Revise the listing below by replacing "white wooden table" with "pale wooden table" and keeping everything else the same. Omit the pictures.

>> start Records to process

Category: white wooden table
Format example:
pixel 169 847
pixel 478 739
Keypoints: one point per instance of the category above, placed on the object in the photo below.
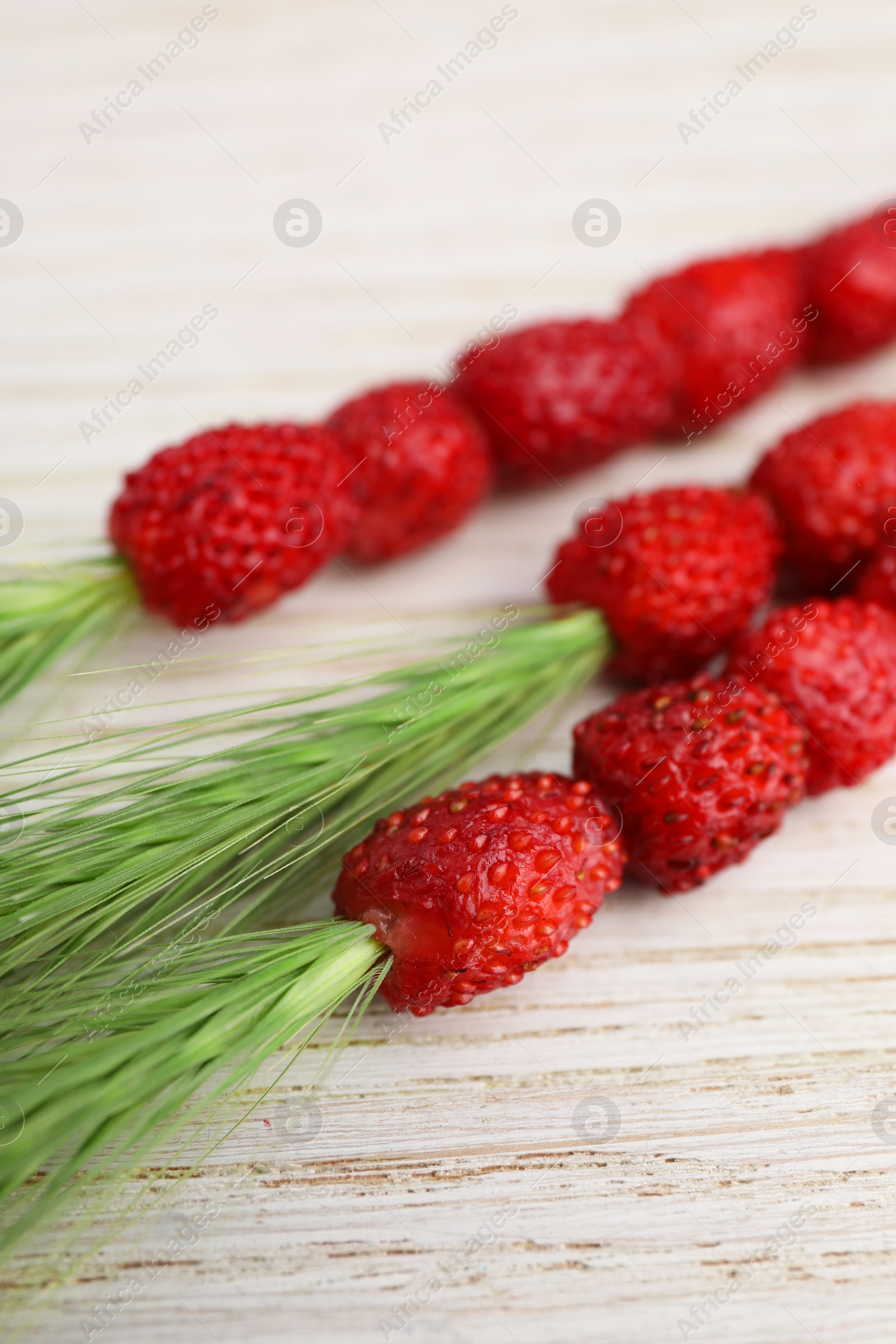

>> end Records to process

# Task answer:
Category: pale wooden table
Format example:
pixel 169 847
pixel 478 739
Keypoints: one point per instance of the category above, placed on the object in the photo below.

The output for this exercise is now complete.